Each line below needs to be returned exactly. Skip any picture.

Segment Start: DATA

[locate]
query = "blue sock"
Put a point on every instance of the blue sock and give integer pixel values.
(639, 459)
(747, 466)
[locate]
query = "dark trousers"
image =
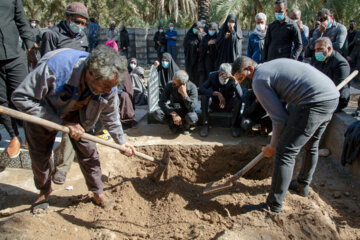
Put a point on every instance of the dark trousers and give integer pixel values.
(233, 105)
(188, 118)
(41, 141)
(12, 73)
(305, 125)
(172, 51)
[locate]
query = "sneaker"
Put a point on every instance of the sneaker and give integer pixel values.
(301, 189)
(13, 149)
(204, 131)
(59, 177)
(235, 132)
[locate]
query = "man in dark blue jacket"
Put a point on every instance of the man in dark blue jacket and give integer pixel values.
(225, 94)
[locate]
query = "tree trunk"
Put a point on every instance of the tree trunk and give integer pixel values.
(204, 10)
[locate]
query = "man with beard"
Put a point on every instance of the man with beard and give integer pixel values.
(178, 104)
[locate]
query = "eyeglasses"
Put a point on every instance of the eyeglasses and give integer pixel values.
(323, 19)
(79, 22)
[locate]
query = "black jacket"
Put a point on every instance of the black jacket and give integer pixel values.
(229, 90)
(171, 99)
(279, 40)
(13, 23)
(336, 68)
(60, 36)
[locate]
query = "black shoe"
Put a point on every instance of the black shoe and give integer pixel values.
(301, 189)
(235, 132)
(204, 131)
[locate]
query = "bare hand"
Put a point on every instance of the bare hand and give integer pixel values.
(227, 35)
(176, 119)
(268, 150)
(182, 90)
(221, 100)
(322, 27)
(129, 149)
(76, 130)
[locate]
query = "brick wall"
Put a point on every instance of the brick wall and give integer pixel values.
(142, 44)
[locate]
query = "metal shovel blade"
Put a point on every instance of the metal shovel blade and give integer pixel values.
(163, 164)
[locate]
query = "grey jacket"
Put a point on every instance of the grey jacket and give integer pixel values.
(337, 33)
(52, 89)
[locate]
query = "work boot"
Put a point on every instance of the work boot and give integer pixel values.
(204, 131)
(59, 177)
(235, 132)
(301, 189)
(13, 149)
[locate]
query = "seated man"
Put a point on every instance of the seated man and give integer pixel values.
(72, 88)
(178, 103)
(335, 66)
(225, 94)
(253, 114)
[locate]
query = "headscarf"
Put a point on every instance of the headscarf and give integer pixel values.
(166, 75)
(112, 44)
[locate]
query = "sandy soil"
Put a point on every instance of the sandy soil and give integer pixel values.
(176, 209)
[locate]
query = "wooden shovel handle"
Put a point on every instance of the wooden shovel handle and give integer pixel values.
(48, 124)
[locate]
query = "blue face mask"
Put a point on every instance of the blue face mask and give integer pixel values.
(319, 56)
(329, 24)
(280, 16)
(212, 32)
(165, 64)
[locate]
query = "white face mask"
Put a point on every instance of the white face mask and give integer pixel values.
(231, 24)
(223, 81)
(132, 65)
(260, 27)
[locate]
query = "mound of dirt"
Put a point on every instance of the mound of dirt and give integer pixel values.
(175, 208)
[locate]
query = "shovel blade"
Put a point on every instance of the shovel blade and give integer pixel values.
(163, 164)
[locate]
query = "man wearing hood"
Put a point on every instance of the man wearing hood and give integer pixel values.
(69, 33)
(283, 38)
(225, 94)
(229, 41)
(257, 38)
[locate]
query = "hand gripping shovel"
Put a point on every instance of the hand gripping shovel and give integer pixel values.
(229, 183)
(155, 176)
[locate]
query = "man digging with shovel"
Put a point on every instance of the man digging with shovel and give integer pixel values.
(312, 99)
(72, 88)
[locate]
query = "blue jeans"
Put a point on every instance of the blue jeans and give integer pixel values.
(305, 125)
(172, 51)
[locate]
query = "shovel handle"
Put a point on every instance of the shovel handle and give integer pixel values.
(48, 124)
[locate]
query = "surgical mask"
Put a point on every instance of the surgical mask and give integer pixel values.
(231, 24)
(75, 28)
(165, 64)
(260, 27)
(212, 32)
(223, 81)
(329, 24)
(319, 56)
(280, 16)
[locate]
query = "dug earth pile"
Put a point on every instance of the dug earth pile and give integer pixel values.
(175, 208)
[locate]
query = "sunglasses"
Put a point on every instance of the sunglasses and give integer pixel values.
(79, 22)
(323, 19)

Segment End: DATA

### [WRITTEN SOLUTION]
[locate]
query = "blue sock"
Put a point on every instance of the blue sock and give integer pixel values.
(639, 459)
(747, 466)
[locate]
query = "dark trousers"
image =
Put a point on every instance of the dark trousers and give integer pixel values.
(233, 105)
(188, 118)
(41, 141)
(12, 73)
(305, 125)
(172, 51)
[locate]
query = "sneaker"
Put a point on every instance of the sneaker and give integer pixel values.
(301, 189)
(13, 149)
(204, 131)
(59, 177)
(235, 132)
[locate]
query = "man in dark blue jacket"
Put a point on every instance of the man in dark blue jacket and give integer pixel values.
(225, 94)
[locate]
query = "tree trunk"
Put a point on every instance of the tree trunk and give integer pixel values.
(204, 10)
[locate]
query = "man with beard"
Put a point on every instance of the man with beard and give integer pixel values.
(178, 104)
[locate]
query = "eyeglasses"
Put a point on every instance of the eyeglasses and give integer pixel values.
(323, 19)
(79, 22)
[locate]
query = "black jacket"
Put a point on every instance of the black jacket and give integer pixel values.
(229, 90)
(171, 99)
(279, 40)
(13, 23)
(336, 68)
(60, 36)
[locate]
query = "black shoe"
Put a point on every instance of the black shoe and give integer pixel values.
(301, 189)
(235, 132)
(204, 131)
[locate]
query = "bare hand"
Put a point on every instance of the bare hand and give integer pixel values.
(227, 35)
(176, 119)
(268, 150)
(182, 90)
(221, 100)
(322, 27)
(129, 149)
(76, 130)
[locate]
query = "brick wall"
Put a point on every instance of the brick wall and give integer pixel values.
(142, 44)
[locate]
query = "metal shovel blade"
Put a point on every instance of the metal shovel blade and give integer pixel values.
(163, 164)
[locate]
query = "grey jacket"
Put a point on every instance of the grey jacket and give integer pixel values.
(337, 33)
(52, 89)
[locate]
query = "work boot"
Put a point on every instance of the work boot and give integer pixel values.
(204, 131)
(59, 177)
(235, 132)
(301, 189)
(13, 149)
[locate]
query = "seated man"
Put a point on every instance of the seated man and give integer pixel values.
(72, 88)
(178, 103)
(335, 66)
(225, 94)
(253, 114)
[locate]
query = "headscarf"
Put a point on every instance of the headscarf and give integer pixel values.
(166, 75)
(112, 44)
[locate]
query = "sandy soil"
Put a point on every instance of the sandy soil and give integer pixel values.
(176, 209)
[locate]
query = "wooden shovel handle"
Put a point on every instance of the wooden shovel handle and give integer pixel values.
(48, 124)
[locate]
query = "blue face mask"
Put a point on every instance of the blue face mask and give integer pixel values.
(319, 56)
(329, 24)
(280, 16)
(212, 32)
(165, 64)
[locate]
query = "white face mask"
Put a point on every instance of the white face mask and give integer pixel values.
(231, 24)
(223, 81)
(132, 65)
(260, 27)
[locate]
query = "mound of dirt"
Put a point on every instance of the mound of dirt and give integer pixel values.
(175, 208)
[locate]
query = "shovel blade"
Put a point on every instance of the shovel blade and give integer pixel values.
(163, 164)
[locate]
query = "man wearing hood"
Put a point on every instance of the man wearing hood and give integer pixel values.
(69, 33)
(283, 38)
(225, 94)
(229, 41)
(257, 38)
[locate]
query = "hand gripping shovel"
Put a point on every instance of the hand gripping shovel and give integer pixel values.
(229, 183)
(155, 176)
[locate]
query = "man digging with shovel"
Put a point on every instance of the man digging with shovel and give integer pixel values.
(312, 99)
(72, 88)
[locate]
query = "blue jeans"
Put a point on every instance of the blue jeans and give integer pixel values.
(305, 125)
(172, 51)
[locate]
query = "shovel handle"
Put a point on every instance of the shovel handle and give integer pixel values.
(48, 124)
[locate]
query = "surgical mask"
Put a point on every instance of the surgical mask and give integer pixel values.
(231, 24)
(75, 28)
(165, 64)
(260, 27)
(212, 32)
(223, 81)
(329, 24)
(319, 56)
(280, 16)
[locate]
query = "dug earth pile"
Put a point on every instance of the dug earth pile and give integer pixel values.
(175, 208)
[locate]
query = "sunglasses"
Put a point on every instance of the sunglasses and give integer pixel values.
(79, 22)
(323, 19)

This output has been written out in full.